_REQUIRED ACTIONS_:
a – Reproduce the passage of the blog post on grief below from "Mirne said..." to "actually say that).".
b – In the blog post on grief below, what does the writer wish to have on the door?

I read on another mother's blog her comment about a book where the author had a stillbirth. That writer observed that "grief outlasts sympathy." How true. There are only a handful of people who check in to see how I'm doing and mention George. Others avoid the topic or touch on it but I can tell don't want to actually talk about our sorrow. Two friends who did phone last week and ask how I was doing seemed incredulous that I still felt sad. When I said, honestly (but mildly really, considering how I'm reeling), "Oh, I'm up and down," the response from one was silence, the other exclaimed, "Still?!"

Yes, still. The first month I was in complete shock. The second month in utter and complete disbelief that this had happened (plus we had to pack up and move into our house - it was supposed to be a happy time to be first-time home owners). George's death is really only hitting me now. Now that the shock is wearing off and the dust is settling after moving.

I wish I lived in olden times. Mourners were expected to mourn for years, not days or weeks. I'd like to wear black or an armband and let strangers know that I've suffered a loss and I'm not functioning at full capacity. I'd like a big black wreath on the door, to have it considered normal that I'd have photographs of our much loved dead child. I'd like to not feel rushed and hurried to "get over" death.

It's going to be a while. I'm not a total downer and I like to laugh. But everyone is going to have to be patient when I cry. Because I do that unexpectedly.

3 comments:

Mirne said...

Oh Karen. People do say the most stupid things. Your husband is quite right -- there are many stupid people out there.

I know that people are not trying to be "mean" to us, or "insensitive" to how we must feel, but the fact of the matter is that they don't know how we feel, they can't imagine it, and therefore they respond in an inappropriate way.

And it's ok for us to say that. That it is inappropriate. You don't have to accept their "good wishes" (even if they don't actually say that).

They don't understand that of course you will grieve - probably forever. I still grieve my first lost child and that's over three years ago. I can't imagine ever being in a place in my life where I don't grieve the loss of that beautiful girl. But to me she is real, to everyone else she is just a dead baby ... a baby who never lived.

((Hugs)) to you. It's bloody hard, but try and ignore all those stupid, stupid people. They simply don't have a clue.

Karen said...

Thanks, Mirne. It is shocking what people say sometimes. It's taken me weeks and weeks of thinking about some of those comments before I could write about them. Sorry goes a long way, doesn't it? The woman who started Morning Light Ministry said she wrote an entire chapter in her book about stupid things people say to comfort bereaved parents. I'm the kind of person who doesn't want to make other people feel badly and I don't want to be rude, but, I'm proud to say that I have been setting boundaries on what I'll listen to now. Or what I want the children to hear.

Heather said...

I hear you, loud and clear, and I concur. People who haven't been there just don't know. They have no idea, and they wouldn't want to. I find people rarely say something appropriate, and just as bad is when they say nothing at all.

_GIVEN ENTRIES_:
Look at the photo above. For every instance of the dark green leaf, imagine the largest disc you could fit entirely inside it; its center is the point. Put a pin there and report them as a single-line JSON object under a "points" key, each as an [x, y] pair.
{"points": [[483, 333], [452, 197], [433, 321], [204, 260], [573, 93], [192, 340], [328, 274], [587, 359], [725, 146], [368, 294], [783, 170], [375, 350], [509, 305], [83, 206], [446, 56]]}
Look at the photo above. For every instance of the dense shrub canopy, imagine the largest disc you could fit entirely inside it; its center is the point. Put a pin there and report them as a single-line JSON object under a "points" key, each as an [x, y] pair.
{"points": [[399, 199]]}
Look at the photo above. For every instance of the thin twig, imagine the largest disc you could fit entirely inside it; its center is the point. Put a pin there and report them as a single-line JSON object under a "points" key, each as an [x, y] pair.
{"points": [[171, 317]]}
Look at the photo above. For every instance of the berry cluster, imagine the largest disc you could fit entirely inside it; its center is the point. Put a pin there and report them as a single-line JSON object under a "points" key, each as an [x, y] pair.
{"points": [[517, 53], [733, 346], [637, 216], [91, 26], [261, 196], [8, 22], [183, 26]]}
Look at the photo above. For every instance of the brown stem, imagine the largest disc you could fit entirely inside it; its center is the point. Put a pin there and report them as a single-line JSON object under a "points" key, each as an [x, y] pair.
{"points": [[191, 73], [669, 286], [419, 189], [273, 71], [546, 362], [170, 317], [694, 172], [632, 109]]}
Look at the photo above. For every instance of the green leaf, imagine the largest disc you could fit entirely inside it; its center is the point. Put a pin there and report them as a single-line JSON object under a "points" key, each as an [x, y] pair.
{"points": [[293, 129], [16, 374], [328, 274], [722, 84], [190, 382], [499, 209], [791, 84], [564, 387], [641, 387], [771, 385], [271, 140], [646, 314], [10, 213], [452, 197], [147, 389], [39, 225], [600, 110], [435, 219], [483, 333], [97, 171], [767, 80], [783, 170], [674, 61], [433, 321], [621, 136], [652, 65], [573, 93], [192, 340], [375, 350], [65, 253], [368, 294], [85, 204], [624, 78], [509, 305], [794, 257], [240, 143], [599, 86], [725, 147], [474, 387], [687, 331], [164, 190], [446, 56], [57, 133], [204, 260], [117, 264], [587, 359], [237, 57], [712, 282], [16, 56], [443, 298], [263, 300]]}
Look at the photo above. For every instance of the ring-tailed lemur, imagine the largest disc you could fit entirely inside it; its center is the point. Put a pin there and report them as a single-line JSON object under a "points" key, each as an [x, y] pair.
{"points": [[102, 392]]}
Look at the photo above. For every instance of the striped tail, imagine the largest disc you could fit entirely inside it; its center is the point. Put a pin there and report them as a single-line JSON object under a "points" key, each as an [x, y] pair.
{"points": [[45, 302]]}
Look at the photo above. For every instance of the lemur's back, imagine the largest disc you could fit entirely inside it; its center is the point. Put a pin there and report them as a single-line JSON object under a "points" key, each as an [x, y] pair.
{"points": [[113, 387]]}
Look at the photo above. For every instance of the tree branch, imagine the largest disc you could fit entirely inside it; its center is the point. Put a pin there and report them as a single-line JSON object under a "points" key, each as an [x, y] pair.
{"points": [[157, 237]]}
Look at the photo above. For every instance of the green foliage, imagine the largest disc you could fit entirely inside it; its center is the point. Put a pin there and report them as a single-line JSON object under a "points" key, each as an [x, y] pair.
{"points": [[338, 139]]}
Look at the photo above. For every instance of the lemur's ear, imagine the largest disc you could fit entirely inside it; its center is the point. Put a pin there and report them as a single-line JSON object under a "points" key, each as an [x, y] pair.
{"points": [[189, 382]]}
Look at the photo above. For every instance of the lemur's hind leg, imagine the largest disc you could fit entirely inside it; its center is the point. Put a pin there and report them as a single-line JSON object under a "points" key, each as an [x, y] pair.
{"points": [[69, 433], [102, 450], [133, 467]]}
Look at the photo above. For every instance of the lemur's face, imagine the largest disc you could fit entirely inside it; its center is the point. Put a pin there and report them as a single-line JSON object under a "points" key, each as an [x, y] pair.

_ANSWERS GIVEN_:
a –
Mirne said...

Oh Karen. People do say the most stupid things. Your husband is quite right -- there are many stupid people out there.

I know that people are not trying to be "mean" to us, or "insensitive" to how we must feel, but the fact of the matter is that they don't know how we feel, they can't imagine it, and therefore they respond in an inappropriate way.

And it's ok for us to say that. That it is inappropriate. You don't have to accept their "good wishes" (even if they don't actually say that).

b – A big black wreath.